Stored entries
[Start of Attachment]
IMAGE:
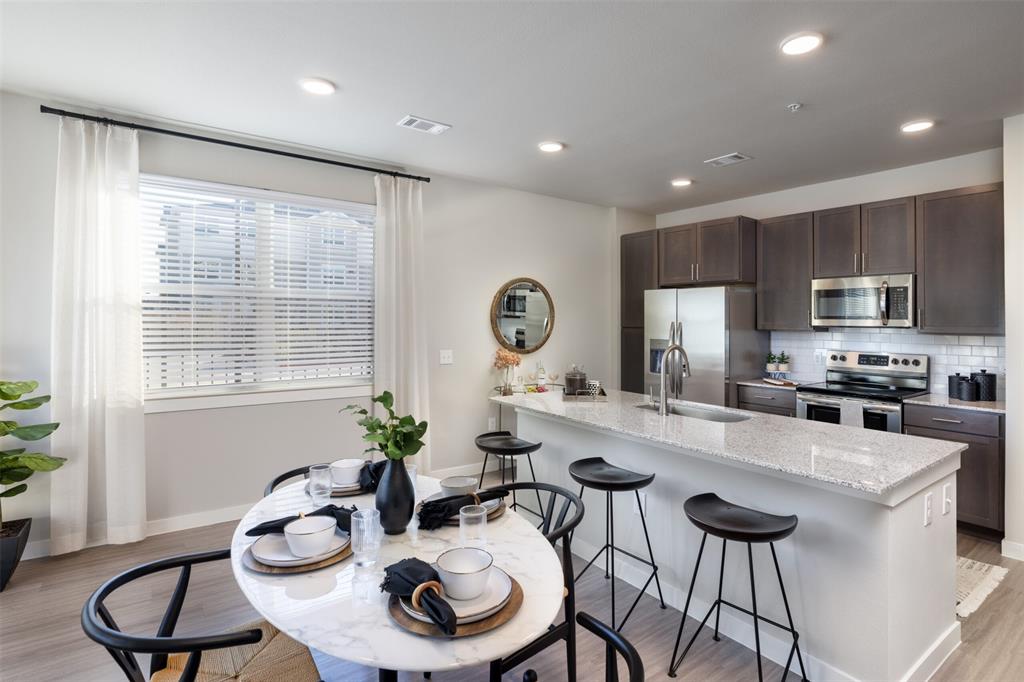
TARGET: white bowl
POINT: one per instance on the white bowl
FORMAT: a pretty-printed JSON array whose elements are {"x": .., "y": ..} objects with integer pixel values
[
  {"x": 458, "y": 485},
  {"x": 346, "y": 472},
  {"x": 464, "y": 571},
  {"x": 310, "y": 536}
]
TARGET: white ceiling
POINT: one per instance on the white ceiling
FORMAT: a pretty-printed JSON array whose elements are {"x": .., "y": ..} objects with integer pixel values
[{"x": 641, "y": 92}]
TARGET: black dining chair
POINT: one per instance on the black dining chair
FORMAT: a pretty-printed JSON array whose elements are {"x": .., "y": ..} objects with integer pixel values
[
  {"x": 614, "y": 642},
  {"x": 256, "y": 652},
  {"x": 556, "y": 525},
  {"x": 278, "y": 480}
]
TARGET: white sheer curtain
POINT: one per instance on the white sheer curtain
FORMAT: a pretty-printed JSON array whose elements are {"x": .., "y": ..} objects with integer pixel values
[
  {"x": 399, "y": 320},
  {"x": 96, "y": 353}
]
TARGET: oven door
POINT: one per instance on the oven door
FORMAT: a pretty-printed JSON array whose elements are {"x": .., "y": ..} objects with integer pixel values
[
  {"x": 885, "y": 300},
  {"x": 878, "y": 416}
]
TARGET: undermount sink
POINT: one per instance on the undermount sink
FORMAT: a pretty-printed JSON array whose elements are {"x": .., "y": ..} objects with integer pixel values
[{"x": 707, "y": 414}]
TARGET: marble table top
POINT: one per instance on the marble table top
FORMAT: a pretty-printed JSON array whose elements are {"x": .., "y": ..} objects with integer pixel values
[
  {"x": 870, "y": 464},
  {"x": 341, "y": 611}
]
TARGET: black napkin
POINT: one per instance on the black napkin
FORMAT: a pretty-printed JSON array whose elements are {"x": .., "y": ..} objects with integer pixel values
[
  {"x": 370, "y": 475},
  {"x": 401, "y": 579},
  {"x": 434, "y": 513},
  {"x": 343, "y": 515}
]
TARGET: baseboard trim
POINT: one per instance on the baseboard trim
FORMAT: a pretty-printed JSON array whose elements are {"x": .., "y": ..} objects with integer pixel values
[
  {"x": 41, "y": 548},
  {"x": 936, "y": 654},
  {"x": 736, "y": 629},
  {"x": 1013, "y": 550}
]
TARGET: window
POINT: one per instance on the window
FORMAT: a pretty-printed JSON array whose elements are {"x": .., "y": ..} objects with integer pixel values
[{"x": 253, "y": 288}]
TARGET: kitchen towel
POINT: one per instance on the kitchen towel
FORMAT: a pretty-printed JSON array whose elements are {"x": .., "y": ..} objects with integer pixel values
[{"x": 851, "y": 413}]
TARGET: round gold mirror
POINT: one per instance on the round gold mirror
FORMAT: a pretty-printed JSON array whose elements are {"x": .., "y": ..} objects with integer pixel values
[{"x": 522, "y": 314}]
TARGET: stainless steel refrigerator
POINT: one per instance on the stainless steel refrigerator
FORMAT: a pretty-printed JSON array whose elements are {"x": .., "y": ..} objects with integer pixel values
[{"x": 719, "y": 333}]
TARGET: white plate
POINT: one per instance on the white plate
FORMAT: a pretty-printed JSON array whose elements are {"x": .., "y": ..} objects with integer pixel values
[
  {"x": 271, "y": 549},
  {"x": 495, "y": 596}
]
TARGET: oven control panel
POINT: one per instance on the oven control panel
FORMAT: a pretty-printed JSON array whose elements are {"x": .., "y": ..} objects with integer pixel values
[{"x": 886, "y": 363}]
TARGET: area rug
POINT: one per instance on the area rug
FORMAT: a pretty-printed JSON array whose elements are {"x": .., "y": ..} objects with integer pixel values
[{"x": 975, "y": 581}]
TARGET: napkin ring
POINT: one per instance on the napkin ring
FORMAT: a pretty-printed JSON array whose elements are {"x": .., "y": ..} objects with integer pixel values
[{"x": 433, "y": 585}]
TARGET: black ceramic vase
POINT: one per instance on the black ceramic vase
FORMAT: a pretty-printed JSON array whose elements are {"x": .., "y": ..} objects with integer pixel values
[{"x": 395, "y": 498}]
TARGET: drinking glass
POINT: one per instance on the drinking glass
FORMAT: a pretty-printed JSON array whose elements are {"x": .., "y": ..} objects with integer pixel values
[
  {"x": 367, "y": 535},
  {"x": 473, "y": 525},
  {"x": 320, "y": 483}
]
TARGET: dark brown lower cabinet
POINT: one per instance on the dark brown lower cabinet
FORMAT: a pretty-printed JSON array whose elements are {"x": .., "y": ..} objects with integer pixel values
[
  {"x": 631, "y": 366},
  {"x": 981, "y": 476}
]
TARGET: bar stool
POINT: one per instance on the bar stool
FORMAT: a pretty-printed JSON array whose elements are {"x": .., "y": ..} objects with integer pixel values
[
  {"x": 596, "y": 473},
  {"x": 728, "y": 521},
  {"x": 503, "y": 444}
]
[End of Attachment]
With the images excluded, output every record verbatim.

#### EXPECTED ANSWER
IMAGE:
TARGET: white bowl
POINT: one per instance on the white bowl
FORMAT: a pretty-printed JSON array whose elements are {"x": .., "y": ..} objects with integer pixel values
[
  {"x": 458, "y": 485},
  {"x": 346, "y": 472},
  {"x": 464, "y": 571},
  {"x": 310, "y": 536}
]
TARGET: white ceiling
POINT: one per instance on the white ceiling
FORMAT: a pretty-printed JSON array whose elements are {"x": .., "y": ..} objects with integer pixel values
[{"x": 641, "y": 92}]
TARGET: black dining chair
POINT: one per instance on the black dining chair
FORMAT: a pretty-printed JSON array whose elements are {"x": .., "y": ..} objects with integer pixel values
[
  {"x": 614, "y": 642},
  {"x": 256, "y": 652},
  {"x": 556, "y": 525},
  {"x": 278, "y": 480}
]
TARGET: white sheer curtain
POINT: one per instance on the white sheer curtain
FORMAT: a pretty-printed JSON array whose elements are {"x": .., "y": ..} objects with integer pixel values
[
  {"x": 399, "y": 320},
  {"x": 96, "y": 353}
]
TARGET: oven door
POINT: one per instance on the oven door
FORMAT: a pretty-printed JSON array whose elements are {"x": .., "y": ..} objects with integer pixel values
[
  {"x": 885, "y": 300},
  {"x": 878, "y": 416}
]
TARGET: undermount sink
POINT: one per instance on the undermount sink
FORMAT: a pretty-printed JSON array whose elements are {"x": .., "y": ..} objects with integer pixel values
[{"x": 707, "y": 414}]
TARGET: marble table top
POINT: one per instance on the marble table top
FORMAT: a pretty-printed JSON array whose elements are {"x": .., "y": ..} objects with integer pixel values
[
  {"x": 870, "y": 464},
  {"x": 341, "y": 611}
]
TARGET: black napkin
POINT: one per instance on the black napkin
FORMAT: a pretty-printed JSON array whose elements are {"x": .., "y": ..} objects with integer pixel values
[
  {"x": 370, "y": 475},
  {"x": 401, "y": 579},
  {"x": 434, "y": 513},
  {"x": 343, "y": 515}
]
TARGET: baseboard trim
POINT: one per instance on the baseboard trim
FORMAT: a pretty-printed JSON array whose elements are {"x": .., "y": ..} objects with integer pixel values
[
  {"x": 41, "y": 548},
  {"x": 936, "y": 654},
  {"x": 736, "y": 629},
  {"x": 1013, "y": 550}
]
TARGET: window
POINT: one per instance on the window
FORMAT: a pretty-printed JSON array whose elements are {"x": .., "y": ..} objects with integer pixel values
[{"x": 253, "y": 288}]
TARGET: kitchen towel
POINT: one per instance on the kitchen towel
FORMAT: a pretty-printed JSON array whose elements are {"x": .., "y": ..} objects with integer pixel values
[{"x": 851, "y": 413}]
TARGET: round gold mirror
POINT: one per instance on the round gold mirror
FORMAT: a pretty-printed JSON array whose elements are {"x": .., "y": ..} objects with integer pixel values
[{"x": 522, "y": 314}]
TARGET: stainless steel refrigerator
POINT: one per instance on the stainless steel refrigerator
FORMAT: a pretty-printed JSON array whose elements are {"x": .., "y": ..} objects with integer pixel values
[{"x": 719, "y": 333}]
TARGET: white plate
POINT: one per instance on the white plate
FORMAT: a pretty-printed JSON array whose elements are {"x": .., "y": ..} objects with integer pixel values
[
  {"x": 271, "y": 549},
  {"x": 495, "y": 596}
]
TARGET: oven control panel
POINT: one per instance on the oven control panel
FORMAT: a pretty-printed JSON array whose elements are {"x": .., "y": ..} objects with integer pixel values
[{"x": 886, "y": 363}]
TARGET: area rug
POINT: one per instance on the area rug
FORMAT: a pretty-printed JSON array whose elements are {"x": .., "y": ..} objects with integer pixel values
[{"x": 975, "y": 581}]
TARGET: napkin ring
POINT: one per instance on the napkin ring
FORMAT: a pretty-printed JSON array whose elements are {"x": .., "y": ..} objects with integer pixel values
[{"x": 433, "y": 585}]
TARGET: black ceramic vase
POINT: one per instance on the black ceramic vase
FORMAT: a pretty-printed JSON array whose elements are {"x": .., "y": ..} objects with integer pixel values
[{"x": 395, "y": 498}]
TARGET: drinking glass
POINT: one per instance on the drinking glass
FORMAT: a pretty-printed JSON array whose elements are {"x": .., "y": ..} objects with integer pixel values
[
  {"x": 367, "y": 535},
  {"x": 473, "y": 525},
  {"x": 320, "y": 483}
]
TARGET: dark brown lower cabinet
POINT: one per instance on the dark brown lower cabinet
FORMAT: a pretty-printed JSON array whose elements are {"x": .., "y": ..} objects with integer pixel values
[
  {"x": 631, "y": 366},
  {"x": 981, "y": 476}
]
TARGET: bar stool
POINT: one per instance on the bar stool
FORMAT: a pretty-printed JSON array whose elements are {"x": .., "y": ..} objects with integer pixel values
[
  {"x": 596, "y": 473},
  {"x": 728, "y": 521},
  {"x": 503, "y": 444}
]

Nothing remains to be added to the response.